*Entries*.
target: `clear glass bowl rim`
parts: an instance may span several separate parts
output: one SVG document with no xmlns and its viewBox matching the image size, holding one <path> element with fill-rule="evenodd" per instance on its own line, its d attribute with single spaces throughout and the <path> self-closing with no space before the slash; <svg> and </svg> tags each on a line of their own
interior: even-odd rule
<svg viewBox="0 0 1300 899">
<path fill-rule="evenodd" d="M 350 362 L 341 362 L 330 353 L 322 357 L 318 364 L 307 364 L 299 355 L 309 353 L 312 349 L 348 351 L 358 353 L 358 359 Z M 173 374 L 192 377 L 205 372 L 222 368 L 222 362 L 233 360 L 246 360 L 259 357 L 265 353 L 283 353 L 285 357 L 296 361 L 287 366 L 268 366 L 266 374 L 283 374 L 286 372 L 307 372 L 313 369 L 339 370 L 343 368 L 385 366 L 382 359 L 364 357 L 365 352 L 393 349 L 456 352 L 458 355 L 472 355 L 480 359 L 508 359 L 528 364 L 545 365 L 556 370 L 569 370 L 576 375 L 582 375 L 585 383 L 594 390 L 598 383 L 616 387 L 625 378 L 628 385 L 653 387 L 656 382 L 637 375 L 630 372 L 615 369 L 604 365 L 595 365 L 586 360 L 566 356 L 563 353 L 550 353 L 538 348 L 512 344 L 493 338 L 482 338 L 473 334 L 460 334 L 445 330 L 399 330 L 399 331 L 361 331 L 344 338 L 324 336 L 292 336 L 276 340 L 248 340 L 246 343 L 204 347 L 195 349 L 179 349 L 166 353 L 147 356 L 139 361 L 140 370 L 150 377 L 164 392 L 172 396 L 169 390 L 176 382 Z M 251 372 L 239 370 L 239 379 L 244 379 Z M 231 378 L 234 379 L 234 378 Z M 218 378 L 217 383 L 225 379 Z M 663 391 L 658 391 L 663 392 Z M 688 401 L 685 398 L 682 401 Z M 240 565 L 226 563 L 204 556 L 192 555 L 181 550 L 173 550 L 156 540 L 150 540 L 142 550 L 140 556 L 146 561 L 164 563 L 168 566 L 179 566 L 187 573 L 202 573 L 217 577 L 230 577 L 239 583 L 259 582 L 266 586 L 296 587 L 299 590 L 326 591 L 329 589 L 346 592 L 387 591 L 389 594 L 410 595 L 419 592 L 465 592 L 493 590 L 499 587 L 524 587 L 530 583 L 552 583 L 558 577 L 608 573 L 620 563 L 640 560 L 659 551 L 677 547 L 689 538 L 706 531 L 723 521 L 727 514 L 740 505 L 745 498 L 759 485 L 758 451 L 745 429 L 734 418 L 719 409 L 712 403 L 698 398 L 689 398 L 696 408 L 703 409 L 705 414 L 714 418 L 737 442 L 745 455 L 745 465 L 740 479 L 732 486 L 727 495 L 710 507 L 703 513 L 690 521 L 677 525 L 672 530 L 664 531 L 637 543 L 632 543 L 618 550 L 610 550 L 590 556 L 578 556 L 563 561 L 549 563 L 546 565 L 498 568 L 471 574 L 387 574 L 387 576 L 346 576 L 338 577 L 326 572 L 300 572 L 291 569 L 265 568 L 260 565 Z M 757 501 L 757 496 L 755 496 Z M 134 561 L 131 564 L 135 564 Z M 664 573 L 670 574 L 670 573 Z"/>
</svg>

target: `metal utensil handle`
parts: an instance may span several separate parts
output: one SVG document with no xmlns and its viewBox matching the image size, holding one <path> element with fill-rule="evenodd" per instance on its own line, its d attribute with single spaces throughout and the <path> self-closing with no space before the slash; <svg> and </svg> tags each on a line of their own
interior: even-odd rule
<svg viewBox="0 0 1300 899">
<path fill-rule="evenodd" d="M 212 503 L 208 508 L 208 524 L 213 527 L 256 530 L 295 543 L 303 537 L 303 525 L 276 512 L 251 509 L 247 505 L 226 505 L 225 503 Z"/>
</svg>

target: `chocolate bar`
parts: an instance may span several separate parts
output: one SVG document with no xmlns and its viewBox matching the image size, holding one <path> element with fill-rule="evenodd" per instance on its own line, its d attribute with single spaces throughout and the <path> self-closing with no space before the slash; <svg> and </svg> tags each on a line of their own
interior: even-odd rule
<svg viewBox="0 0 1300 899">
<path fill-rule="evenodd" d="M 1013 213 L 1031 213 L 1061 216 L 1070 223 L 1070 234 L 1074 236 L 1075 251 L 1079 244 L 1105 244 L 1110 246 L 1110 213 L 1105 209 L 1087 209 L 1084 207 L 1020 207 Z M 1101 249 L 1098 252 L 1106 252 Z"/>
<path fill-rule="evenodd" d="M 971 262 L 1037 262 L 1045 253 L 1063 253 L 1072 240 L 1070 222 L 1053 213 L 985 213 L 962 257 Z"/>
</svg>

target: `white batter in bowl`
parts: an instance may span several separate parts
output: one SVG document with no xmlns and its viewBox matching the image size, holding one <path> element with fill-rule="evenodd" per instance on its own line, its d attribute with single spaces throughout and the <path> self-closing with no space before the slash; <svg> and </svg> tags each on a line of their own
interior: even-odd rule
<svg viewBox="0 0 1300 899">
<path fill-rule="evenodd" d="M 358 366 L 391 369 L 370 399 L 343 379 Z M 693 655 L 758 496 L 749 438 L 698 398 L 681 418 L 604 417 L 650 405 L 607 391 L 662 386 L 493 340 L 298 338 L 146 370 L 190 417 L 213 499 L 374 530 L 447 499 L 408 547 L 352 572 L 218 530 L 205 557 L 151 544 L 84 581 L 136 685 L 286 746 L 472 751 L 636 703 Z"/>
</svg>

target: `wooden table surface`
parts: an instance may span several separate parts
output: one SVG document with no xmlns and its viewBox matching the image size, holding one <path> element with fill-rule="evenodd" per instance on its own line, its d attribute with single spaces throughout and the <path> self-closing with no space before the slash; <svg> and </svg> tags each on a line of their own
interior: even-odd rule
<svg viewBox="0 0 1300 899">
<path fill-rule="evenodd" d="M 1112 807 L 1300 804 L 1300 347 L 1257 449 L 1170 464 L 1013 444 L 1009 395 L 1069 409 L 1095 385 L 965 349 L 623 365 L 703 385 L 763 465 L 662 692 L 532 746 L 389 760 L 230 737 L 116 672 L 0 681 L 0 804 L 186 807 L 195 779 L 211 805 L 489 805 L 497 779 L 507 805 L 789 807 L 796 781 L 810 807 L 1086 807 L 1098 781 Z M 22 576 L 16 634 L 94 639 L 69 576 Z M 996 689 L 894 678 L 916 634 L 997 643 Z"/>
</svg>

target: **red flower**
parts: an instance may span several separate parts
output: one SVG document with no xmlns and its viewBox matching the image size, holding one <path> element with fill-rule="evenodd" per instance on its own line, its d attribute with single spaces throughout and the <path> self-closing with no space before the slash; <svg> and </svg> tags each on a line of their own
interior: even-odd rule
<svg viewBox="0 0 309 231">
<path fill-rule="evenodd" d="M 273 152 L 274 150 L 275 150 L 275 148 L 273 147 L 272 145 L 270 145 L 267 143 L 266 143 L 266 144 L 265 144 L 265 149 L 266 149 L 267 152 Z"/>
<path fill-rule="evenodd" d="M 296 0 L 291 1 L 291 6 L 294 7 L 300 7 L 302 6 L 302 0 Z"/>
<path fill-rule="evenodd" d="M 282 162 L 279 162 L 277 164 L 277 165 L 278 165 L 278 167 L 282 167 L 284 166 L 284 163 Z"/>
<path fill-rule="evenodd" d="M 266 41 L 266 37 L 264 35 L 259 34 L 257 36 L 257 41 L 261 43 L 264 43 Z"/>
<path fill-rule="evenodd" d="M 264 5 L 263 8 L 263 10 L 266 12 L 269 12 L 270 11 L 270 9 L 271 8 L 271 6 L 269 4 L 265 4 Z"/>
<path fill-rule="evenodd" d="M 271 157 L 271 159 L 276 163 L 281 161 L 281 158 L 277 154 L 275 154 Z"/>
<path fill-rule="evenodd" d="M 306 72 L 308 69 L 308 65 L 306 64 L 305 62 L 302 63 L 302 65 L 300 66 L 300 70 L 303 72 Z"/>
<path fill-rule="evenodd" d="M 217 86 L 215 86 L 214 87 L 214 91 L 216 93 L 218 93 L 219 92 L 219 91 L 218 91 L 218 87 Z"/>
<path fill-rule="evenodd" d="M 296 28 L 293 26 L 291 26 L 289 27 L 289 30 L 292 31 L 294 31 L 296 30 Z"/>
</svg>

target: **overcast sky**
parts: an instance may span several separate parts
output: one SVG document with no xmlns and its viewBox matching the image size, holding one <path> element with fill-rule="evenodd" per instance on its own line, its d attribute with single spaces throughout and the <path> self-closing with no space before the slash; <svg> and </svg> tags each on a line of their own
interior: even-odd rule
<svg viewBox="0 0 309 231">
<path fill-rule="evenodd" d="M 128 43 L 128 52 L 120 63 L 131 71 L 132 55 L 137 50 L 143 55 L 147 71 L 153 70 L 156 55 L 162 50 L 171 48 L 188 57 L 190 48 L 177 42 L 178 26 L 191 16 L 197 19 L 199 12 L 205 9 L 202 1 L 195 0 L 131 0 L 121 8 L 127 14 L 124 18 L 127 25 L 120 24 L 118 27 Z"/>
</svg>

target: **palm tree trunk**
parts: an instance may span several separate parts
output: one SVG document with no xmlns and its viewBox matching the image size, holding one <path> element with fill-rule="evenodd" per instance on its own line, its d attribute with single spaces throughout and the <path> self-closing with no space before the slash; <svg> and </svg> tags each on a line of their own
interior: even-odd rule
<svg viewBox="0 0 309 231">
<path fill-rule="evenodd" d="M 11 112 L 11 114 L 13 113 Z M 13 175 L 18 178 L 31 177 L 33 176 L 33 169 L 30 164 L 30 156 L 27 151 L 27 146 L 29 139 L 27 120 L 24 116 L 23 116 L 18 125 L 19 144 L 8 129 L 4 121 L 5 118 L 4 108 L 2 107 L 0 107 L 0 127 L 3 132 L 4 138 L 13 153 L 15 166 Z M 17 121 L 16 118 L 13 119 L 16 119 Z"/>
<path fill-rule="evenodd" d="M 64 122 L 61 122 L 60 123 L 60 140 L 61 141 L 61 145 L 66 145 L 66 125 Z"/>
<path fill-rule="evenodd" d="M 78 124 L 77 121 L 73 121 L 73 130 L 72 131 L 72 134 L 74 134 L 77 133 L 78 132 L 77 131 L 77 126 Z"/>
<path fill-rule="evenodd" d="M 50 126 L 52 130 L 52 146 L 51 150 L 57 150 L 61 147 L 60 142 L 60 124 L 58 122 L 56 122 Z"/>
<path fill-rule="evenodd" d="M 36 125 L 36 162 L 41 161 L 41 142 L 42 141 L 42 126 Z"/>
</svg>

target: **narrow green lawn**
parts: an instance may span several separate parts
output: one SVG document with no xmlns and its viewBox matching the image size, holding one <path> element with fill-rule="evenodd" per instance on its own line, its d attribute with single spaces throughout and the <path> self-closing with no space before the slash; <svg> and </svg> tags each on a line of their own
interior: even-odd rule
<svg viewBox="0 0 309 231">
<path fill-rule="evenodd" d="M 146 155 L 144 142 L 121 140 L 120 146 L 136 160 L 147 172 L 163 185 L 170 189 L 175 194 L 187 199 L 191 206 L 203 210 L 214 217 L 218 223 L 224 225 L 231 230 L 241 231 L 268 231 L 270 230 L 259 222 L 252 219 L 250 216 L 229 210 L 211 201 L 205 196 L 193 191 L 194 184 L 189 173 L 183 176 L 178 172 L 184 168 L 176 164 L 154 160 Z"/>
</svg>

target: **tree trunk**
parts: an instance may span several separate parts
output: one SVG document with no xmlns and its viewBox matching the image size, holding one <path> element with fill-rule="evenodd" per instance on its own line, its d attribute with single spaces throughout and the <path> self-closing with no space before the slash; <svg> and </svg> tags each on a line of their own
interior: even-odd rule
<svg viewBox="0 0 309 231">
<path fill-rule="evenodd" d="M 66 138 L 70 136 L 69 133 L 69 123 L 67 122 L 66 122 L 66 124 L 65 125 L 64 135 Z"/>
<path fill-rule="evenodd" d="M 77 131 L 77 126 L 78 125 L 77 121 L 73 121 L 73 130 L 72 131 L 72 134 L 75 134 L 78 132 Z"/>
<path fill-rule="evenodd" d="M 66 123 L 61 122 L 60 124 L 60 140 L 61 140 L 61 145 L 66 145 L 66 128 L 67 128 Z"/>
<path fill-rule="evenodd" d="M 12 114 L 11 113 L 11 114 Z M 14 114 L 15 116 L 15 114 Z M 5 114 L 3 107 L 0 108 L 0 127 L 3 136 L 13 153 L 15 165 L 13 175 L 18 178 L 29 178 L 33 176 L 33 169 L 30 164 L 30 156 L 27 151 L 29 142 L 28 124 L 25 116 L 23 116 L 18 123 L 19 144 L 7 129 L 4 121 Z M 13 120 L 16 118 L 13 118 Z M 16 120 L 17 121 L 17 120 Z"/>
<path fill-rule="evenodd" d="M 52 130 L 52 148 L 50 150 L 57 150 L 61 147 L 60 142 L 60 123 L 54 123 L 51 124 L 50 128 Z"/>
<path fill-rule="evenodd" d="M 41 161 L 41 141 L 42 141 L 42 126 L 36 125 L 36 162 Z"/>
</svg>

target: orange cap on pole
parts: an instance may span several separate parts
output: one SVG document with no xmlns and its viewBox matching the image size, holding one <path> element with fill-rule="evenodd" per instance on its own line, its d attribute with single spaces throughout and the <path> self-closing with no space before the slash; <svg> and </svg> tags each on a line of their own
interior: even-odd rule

*Given problem*. Starting with the line that contains "target: **red flower**" and going on through the line that contains "296 0 L 291", reproduce those lines with "even-odd rule" swapped for "nonzero rule" and nothing else altered. Give only those lines.

*The solution*.
target: **red flower**
parts: an instance may span several separate parts
output: one SVG document with no xmlns and its viewBox matching the image size, holding one <path> element with fill-rule="evenodd" per instance on its own line, its d attribute with single spaces throughout and the <path> self-closing with no space before the slash; <svg> and </svg> tags each on a line of their own
interior: nonzero rule
<svg viewBox="0 0 309 231">
<path fill-rule="evenodd" d="M 273 152 L 274 150 L 275 150 L 275 148 L 273 147 L 272 145 L 270 145 L 267 143 L 266 143 L 266 144 L 265 144 L 265 149 L 266 149 L 267 152 Z"/>
<path fill-rule="evenodd" d="M 296 0 L 291 1 L 291 6 L 294 7 L 300 7 L 302 6 L 302 0 Z"/>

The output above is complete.